____ SOURCE TEXT
While the Due Process Clause does not give inmates in state prisons "a liberty interest in avoiding transfer to more adverse conditions of confinement," Wilkinson v. Austin, 545 U.S. 209, 221 (2005), such an interest may arise from state policies or regulations that "impose atypical and significant hardship on the inmate in relation to the ordinary incidents of prison life." Estate of DiMarco v. Wyoming Dep't of Corrs., Div. of Prisons, 473 F.3d 1334, 1339 (10th Cir. 2007) (internal brackets omitted) (quoting Sandin v. Connor, 515 U.S. 472, 484 (1995)). This standard implies that courts must determine "the baseline from which to measure what is atypical and significant in any particular prison system." Id. at 1340 (quoting Wilkinson, 545 U.S. at 223). However, the Tenth Circuit has declined to establish a rigid framework for conducting a baseline comparison in any given case. See id. at 1341-42. Instead, courts should consider "a few key factors, none dispositive," such as "whether (1) the segregation relates to and furthers a legitimate penological interest, such as safety or rehabilitation; (2) the conditions of placement are extreme; (3) the placement increases the duration of confinement . . . ; and (4) the placement is indeterminate" (the "DiMarco factors"). Id. at 1342.
________
§ **WHAT THE TASK ASKS**
In the passage on prison due process, which case is the original source of the phrase "impose atypical and significant hardship on the inmate in relation to the ordinary incidents of prison life"?
____ DATA EXCERPT
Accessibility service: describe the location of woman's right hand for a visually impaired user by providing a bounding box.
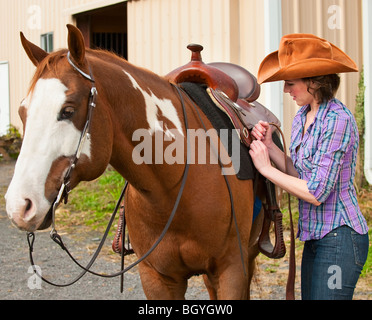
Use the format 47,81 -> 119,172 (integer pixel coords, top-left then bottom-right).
252,121 -> 273,148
________
§ **TASK RESPONSE**
Sandin v. Connor, 515 U.S. 472, 484 (1995), quoted in Estate of DiMarco v. Wyoming Dep't of Corrs.